Required action 1:
Answer these questions from the text on Powell's testimony:
(a) Before which committee did Powell testify?
(b) On what basis did Powell say decisions would continue to be made?
(c) What did Powell note the Basel III framework lacks?
Required action 2:
Resume the text on Powell's testimony, picking up after its final sentence.

Text section:
Federal Reserve Chair Jerome Powell testified before the House Committee on Financial Services on Wednesday. He focused on economic stability and policy direction. Powell reiterated the Fed’s commitment to promoting maximum employment and stable prices. This is based on the Federal Reserve’s latest Monetary Policy Report.
Powell emphasized the Fed’s balanced approach to achieving employment and inflation goals. He stated, “The risks to achieving our employment and inflation goals are coming into better balance.” He confirmed that decisions would continue on a meeting-by-meeting basis. These decisions will be guided by incoming data and economic outlooks.
During the Q&A, Powell addressed the Basel III endgame proposal. He supported further public commentary and noted the framework lacks binding enforcement. He also discussed the Supreme Court’s recent Chevron decision. Powell acknowledged its implications on agency interpretations of the law.

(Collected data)
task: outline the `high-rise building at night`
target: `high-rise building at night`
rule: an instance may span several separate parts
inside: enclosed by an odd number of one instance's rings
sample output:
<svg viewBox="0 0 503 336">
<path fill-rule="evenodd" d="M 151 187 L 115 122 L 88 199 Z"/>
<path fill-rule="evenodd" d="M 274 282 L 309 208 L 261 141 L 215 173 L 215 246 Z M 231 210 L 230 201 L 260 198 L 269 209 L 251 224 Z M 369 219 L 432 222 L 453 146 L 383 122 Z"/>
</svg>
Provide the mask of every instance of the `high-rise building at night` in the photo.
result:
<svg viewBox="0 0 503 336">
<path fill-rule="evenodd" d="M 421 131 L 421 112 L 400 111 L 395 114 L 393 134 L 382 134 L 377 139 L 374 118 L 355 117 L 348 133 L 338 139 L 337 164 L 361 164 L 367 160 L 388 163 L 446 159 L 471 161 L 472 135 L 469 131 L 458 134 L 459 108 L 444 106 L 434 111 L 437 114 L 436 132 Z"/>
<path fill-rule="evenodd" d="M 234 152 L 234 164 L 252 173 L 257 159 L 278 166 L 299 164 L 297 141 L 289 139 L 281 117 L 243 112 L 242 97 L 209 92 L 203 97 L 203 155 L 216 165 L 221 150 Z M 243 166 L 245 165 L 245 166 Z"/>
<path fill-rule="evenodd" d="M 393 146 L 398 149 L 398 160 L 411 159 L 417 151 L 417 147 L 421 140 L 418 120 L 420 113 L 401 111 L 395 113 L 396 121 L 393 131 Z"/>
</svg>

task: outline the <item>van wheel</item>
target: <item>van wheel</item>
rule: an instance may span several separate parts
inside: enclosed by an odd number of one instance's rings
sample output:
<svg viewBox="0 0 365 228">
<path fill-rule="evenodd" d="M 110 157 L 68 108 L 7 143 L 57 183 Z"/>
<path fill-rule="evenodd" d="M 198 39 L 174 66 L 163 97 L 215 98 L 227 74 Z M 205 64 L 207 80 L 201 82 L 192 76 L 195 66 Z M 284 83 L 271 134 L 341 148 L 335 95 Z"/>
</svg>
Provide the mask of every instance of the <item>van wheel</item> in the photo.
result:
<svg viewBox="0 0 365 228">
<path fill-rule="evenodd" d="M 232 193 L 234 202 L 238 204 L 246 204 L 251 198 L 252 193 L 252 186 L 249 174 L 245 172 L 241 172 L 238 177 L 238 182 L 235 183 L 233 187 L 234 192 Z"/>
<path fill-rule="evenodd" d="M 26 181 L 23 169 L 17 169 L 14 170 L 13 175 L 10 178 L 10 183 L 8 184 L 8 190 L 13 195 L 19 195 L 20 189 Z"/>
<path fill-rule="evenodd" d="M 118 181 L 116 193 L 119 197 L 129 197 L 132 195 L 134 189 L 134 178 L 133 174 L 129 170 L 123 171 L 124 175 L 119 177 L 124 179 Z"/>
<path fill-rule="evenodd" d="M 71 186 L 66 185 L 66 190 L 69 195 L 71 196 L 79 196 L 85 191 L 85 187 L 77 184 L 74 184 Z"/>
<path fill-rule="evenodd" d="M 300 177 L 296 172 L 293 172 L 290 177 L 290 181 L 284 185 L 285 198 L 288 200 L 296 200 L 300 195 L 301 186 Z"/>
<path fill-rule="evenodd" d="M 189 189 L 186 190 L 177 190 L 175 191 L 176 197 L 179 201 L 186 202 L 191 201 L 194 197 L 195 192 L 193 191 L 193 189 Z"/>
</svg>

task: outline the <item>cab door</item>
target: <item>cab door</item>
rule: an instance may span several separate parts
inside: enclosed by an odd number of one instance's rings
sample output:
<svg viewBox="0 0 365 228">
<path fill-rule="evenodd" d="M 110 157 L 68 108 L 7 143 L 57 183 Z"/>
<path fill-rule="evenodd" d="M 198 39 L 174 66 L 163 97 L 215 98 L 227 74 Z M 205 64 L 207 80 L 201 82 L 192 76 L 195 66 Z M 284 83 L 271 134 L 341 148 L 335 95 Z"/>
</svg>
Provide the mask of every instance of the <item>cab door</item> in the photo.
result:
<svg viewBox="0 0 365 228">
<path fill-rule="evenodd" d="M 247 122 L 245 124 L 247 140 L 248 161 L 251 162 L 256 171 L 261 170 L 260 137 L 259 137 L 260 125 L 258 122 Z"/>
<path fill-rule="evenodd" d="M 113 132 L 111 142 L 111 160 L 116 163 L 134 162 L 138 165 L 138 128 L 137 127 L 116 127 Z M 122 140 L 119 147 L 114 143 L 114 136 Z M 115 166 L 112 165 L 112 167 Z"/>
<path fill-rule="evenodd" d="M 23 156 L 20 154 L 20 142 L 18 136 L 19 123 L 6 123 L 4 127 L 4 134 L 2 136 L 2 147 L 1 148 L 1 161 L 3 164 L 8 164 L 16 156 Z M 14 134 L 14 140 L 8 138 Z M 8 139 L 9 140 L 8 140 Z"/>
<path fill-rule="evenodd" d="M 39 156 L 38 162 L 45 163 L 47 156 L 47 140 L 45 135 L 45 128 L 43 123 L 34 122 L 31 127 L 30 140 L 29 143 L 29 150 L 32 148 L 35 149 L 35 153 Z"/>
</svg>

Exercise result 1:
(a) The House Committee on Financial Services.
(b) On a meeting-by-meeting basis, guided by incoming data and economic outlooks.
(c) Binding enforcement.

Exercise result 2:
On inflation, Powell disagreed with the notion that the Fed must see core PCE inflation dip below 2% before considering a rate cut. He argued that waiting too long could push inflation well below the target. Instead, the Fed seeks confidence that inflation is sustainably moving towards 2%.
Powell attributed recent high inflation to strong demand clashing with constrained supply. He avoided commenting on fiscal policy but remarked on the unsustainable U.S. debt path. He affirmed the U.S. banking sector’s capitalization and liquidity. Powell stressed the need for evolving bank stress tests.
Powell expressed optimism about achieving low unemployment and low inflation, akin to pre-pandemic conditions. “We certainly can, and that’s the plan,” he stated.